** start of Records provided **

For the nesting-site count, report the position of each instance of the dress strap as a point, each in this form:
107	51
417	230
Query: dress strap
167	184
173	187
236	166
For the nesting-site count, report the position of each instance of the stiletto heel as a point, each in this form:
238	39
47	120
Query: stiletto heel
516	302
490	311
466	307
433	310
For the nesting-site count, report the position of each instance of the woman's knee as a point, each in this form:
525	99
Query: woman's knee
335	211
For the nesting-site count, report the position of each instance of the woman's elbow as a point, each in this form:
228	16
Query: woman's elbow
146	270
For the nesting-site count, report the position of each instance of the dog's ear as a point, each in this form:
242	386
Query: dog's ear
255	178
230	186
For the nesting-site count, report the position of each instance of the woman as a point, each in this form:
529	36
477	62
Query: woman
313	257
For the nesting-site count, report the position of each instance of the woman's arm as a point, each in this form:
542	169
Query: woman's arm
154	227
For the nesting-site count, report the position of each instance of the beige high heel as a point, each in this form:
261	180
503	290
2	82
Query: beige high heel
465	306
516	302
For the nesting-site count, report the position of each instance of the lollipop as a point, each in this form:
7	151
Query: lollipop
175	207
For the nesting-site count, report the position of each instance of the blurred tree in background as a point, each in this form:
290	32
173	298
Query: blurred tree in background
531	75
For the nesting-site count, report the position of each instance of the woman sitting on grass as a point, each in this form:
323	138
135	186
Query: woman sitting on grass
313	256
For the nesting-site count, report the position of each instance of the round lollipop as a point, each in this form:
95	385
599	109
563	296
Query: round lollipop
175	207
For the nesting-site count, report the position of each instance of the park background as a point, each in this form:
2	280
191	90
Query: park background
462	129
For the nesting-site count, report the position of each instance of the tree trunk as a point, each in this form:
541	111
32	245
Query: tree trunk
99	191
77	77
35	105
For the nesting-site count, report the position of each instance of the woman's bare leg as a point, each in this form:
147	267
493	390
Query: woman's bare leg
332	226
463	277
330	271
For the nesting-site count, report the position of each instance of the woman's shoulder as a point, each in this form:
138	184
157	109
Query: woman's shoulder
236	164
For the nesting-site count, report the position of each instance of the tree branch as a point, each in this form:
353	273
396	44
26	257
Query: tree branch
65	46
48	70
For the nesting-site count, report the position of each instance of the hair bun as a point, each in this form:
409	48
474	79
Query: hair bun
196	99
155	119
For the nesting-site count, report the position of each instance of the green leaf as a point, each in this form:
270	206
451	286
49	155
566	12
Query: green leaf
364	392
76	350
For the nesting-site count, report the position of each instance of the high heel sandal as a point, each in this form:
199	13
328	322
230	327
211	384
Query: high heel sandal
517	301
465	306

** end of Records provided **
** start of Records provided **

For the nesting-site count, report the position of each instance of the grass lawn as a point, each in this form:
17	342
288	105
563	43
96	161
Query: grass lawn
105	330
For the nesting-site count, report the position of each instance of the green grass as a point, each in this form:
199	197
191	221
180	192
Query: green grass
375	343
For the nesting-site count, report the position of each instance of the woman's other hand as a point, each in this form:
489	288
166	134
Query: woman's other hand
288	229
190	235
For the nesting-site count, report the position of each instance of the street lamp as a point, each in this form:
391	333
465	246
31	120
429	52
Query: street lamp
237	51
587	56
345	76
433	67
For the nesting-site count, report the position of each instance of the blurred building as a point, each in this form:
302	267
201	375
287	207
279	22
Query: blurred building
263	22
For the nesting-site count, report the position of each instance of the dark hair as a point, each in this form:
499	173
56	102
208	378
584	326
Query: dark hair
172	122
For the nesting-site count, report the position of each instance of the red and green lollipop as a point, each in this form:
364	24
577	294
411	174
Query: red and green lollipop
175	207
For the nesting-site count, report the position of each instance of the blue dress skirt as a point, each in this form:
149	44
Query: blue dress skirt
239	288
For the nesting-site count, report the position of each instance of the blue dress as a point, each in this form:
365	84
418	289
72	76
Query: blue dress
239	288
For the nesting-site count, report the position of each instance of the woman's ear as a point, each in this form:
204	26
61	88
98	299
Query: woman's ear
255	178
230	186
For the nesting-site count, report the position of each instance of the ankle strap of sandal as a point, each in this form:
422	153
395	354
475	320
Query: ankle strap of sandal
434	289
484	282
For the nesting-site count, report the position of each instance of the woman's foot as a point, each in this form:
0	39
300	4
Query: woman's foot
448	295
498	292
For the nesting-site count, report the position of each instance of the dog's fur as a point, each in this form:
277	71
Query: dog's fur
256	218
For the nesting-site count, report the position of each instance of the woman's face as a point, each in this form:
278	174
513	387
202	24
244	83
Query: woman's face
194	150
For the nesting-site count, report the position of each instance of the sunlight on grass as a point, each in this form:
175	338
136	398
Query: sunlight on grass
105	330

** end of Records provided **

## Task to carry out
Return every line of the rows above that contains the string "branch".

## Result of this task
For the nesting-site count, report the position of each instance of the tree branch as a point, each in this form:
Query: tree branch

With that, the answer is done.